### EXTRACT PROVIDED

# Barry's Jaeger Bomb 300 2nd September 2017



## User482 (2 May 2017)

http://audax.lvis.org.uk/

From Keynsham, near Bristol. This will be my first 300 - eek!


----------



## Banjo (5 May 2017)

The Col de Shipham climb near the end will be fun

Tempted to enter if I can.looks like a good ride.


----------



## User482 (5 May 2017)

Banjo said:


> The Col de Shipham climb near the end will be fun
> 
> Tempted to enter if I can.looks like a good ride.


Yeah, I thought hauling us over the Mendips right at the end was a bit mean. Still, it'll be dark so we won't see it.


----------



## Floating Bombus (17 May 2017)

At 2426m it's not as hilly as I thought. But it's the quality of those hills that counts, and with Dyrham, Pewsey Downs and the Mendips not to mention those lumpy bits around Clevedon I don't the name of (looks the same as the end of the Ball Buster?) these will be high quality hills. Tempted, it would be my second 300, but I'll see how I get on with my first before committing myself.


----------



## Spartak (26 Jul 2017)

I've entered this one .... 

[ Hopefully family life / work won't scupper my plans ! ]. 

Looks like another great route from the LVIS team ;-)



User482 said:


> Yeah, I thought hauling us over the Mendips right at the end was a bit mean. Still, it'll be dark so we won't see it.



Only ever ridden down Shipham !


----------



## User482 (26 Jul 2017)

Spartak said:


> I've entered this one ....
> 
> [ Hopefully family life / work won't scupper my plans ! ].
> 
> ...


Excellent!

I've never climbed the Mendips that way - I usually go up Harptree, Burrington or Cheddar.


----------



## Banjo (20 Aug 2017)

Dont feel fit enough for a hilly 300 .have entered the Tewkesbury 200 which is on the same day.

Good luck to everyone riding the Jaeger Bomber.Maybe next year for me.


----------



## Spartak (26 Aug 2017)

One week to go .....

Preparation = zero !

Longest ride in last couple of months is only 60kms !

So my thoughts for the day will be .....

Sit on bike & pedal for 15 hours ;-)

Who else is a confirmed rider ? @User482


----------



## User482 (26 Aug 2017)

Yep. I've done very little riding, but aim to do 150km on Monday.


----------



## Spartak (28 Aug 2017)

User482 said:


> Yep. I've done very little riding, but aim to do 150km on Monday.



Don't suppose you've seen a .TCX file for the ride yet ?


----------



## User482 (28 Aug 2017)

Spartak said:


> Don't suppose you've seen a .TCX file for the ride yet ?


I think it's on their website. I did part of the route today, and it looks like a good one.

### ASSIGNMENT 1
Answer these questions about the forum thread on the Jaeger Bomb 300:
(a) Where does the ride start from?
(b) Which ride did Banjo enter instead?
(c) How long was Spartak's longest ride in the last couple of months?
### ASSIGNMENT 2
Copy the forum thread word for word between "## Banjo (20" and "Spartak (26 Aug 2017)", inclusive.
The data that comes next is separate material, not part of the forum thread.

(Collected data entries)
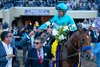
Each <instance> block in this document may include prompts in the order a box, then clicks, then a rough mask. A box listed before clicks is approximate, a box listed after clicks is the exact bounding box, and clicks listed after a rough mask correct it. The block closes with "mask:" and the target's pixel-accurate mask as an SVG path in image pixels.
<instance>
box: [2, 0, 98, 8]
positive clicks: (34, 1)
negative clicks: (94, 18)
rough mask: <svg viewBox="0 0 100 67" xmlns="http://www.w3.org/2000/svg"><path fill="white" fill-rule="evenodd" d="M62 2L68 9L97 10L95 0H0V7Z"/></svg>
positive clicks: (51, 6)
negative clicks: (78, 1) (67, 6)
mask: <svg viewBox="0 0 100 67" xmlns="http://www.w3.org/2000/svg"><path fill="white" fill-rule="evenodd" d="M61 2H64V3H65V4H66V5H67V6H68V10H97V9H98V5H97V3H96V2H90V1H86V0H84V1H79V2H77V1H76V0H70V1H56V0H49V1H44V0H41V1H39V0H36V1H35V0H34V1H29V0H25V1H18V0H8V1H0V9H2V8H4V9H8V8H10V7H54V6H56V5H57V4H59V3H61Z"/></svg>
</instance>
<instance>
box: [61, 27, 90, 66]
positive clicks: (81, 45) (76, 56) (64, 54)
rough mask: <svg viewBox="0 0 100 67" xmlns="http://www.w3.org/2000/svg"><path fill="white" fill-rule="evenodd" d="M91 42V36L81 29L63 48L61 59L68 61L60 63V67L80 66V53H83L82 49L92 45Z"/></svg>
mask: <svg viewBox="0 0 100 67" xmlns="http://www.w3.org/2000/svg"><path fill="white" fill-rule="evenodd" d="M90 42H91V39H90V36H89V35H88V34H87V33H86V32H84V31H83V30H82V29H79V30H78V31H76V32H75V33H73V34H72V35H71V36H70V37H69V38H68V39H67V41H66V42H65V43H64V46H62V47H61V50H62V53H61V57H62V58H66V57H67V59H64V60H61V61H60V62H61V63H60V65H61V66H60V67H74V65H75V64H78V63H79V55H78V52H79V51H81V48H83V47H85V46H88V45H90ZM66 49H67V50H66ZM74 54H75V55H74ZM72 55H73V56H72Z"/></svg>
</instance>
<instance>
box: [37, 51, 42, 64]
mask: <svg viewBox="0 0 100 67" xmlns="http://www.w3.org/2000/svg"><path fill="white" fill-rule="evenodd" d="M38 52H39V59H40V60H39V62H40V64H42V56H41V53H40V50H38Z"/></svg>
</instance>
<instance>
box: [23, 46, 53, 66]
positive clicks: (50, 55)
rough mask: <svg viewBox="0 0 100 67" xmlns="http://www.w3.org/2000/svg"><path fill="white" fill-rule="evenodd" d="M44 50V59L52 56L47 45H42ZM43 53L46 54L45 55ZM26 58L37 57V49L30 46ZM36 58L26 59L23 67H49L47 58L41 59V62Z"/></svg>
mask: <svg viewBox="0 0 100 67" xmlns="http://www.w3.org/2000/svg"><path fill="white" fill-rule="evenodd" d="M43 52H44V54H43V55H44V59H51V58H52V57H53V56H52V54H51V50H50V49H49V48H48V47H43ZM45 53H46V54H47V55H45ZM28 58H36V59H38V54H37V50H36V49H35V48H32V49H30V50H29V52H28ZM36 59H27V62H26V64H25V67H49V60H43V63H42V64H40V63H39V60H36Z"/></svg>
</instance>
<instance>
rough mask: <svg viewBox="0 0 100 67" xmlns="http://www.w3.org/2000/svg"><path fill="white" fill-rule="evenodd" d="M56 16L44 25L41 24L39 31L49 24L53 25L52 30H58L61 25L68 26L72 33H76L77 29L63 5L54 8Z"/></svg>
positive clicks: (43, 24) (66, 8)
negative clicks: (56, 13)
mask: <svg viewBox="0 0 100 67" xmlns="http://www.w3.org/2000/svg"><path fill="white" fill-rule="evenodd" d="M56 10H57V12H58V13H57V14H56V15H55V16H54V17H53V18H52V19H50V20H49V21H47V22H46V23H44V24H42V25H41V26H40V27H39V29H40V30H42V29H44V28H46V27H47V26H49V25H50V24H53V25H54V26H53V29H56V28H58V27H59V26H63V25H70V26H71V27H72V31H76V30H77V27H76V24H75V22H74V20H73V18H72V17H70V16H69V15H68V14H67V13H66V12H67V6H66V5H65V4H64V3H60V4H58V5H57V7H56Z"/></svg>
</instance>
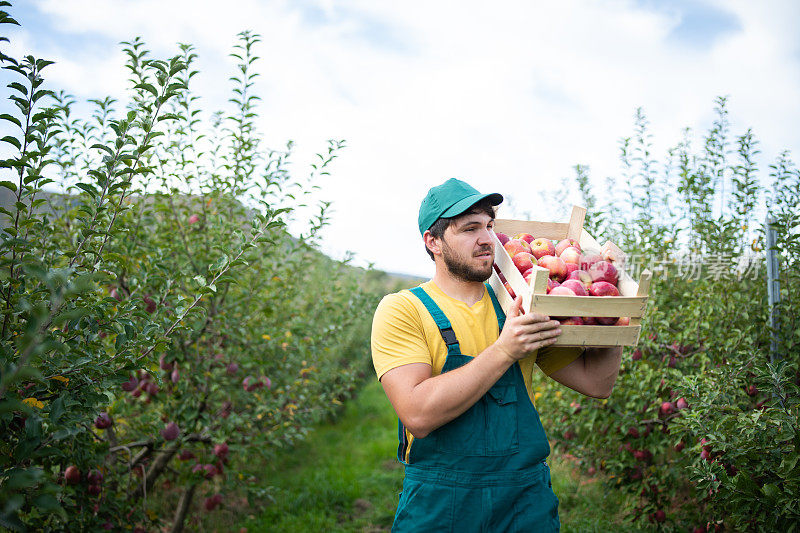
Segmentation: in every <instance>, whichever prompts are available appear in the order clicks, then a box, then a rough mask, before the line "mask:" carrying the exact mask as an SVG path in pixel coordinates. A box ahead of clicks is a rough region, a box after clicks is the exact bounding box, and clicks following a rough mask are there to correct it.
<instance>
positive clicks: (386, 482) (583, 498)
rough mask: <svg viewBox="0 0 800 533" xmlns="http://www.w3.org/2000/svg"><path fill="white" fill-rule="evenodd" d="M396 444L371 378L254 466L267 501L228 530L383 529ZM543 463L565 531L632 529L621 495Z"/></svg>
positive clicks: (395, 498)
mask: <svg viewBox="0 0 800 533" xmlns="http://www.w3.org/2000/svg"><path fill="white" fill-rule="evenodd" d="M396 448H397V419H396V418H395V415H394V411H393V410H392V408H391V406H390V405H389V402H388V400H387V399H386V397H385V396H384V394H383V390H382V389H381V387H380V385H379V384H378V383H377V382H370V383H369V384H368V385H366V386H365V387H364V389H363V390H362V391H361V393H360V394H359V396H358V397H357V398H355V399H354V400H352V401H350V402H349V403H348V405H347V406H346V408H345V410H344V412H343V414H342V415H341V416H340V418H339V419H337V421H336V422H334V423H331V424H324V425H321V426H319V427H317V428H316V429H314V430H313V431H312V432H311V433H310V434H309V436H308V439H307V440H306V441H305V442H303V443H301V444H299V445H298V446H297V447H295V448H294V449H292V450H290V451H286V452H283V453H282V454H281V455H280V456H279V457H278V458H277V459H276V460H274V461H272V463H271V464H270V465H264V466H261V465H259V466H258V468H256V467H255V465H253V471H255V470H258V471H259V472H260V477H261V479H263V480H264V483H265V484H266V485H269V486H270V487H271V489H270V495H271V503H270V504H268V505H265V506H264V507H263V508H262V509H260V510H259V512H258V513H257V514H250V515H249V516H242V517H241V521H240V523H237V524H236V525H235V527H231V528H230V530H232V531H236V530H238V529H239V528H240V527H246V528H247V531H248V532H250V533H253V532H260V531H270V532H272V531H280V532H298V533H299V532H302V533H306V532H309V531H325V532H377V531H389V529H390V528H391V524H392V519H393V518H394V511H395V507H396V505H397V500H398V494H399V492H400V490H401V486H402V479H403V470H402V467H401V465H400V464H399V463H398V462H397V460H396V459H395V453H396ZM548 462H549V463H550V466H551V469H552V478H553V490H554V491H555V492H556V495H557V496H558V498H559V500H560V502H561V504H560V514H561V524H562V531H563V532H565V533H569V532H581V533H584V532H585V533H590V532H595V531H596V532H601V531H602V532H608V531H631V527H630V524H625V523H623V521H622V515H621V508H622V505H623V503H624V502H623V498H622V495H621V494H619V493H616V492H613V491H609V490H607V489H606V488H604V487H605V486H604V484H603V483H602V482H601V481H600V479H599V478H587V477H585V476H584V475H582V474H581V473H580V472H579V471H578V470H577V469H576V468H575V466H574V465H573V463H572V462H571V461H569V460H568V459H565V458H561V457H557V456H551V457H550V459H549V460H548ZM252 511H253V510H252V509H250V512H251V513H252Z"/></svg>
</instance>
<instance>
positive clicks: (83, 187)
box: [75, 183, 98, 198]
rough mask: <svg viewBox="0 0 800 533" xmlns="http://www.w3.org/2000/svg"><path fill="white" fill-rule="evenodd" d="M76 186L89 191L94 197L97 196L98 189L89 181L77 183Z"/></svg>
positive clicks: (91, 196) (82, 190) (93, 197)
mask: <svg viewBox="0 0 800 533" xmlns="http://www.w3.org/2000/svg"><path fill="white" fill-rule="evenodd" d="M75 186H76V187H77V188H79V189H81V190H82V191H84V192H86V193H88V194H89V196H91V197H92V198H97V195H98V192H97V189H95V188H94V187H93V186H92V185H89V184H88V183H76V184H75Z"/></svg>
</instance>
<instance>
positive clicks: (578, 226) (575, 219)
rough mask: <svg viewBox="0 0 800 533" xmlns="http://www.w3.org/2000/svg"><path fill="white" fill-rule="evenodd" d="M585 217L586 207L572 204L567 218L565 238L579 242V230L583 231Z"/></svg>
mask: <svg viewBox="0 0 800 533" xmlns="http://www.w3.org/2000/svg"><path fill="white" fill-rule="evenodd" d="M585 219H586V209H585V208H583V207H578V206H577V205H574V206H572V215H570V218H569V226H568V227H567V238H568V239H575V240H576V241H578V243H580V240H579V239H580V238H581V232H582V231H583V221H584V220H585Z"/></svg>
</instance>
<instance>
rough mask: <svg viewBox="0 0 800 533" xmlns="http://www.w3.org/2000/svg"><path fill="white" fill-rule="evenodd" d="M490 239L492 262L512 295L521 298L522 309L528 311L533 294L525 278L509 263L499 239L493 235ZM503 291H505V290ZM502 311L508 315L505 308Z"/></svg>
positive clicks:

### EXERCISE RESULT 1
(a) Keynsham, near Bristol
(b) The Tewkesbury 200, which is on the same day
(c) Only 60 km

### EXERCISE RESULT 2
## Banjo (20 Aug 2017)

Dont feel fit enough for a hilly 300 .have entered the Tewkesbury 200 which is on the same day.

Good luck to everyone riding the Jaeger Bomber.Maybe next year for me.


----------



## Spartak (26 Aug 2017)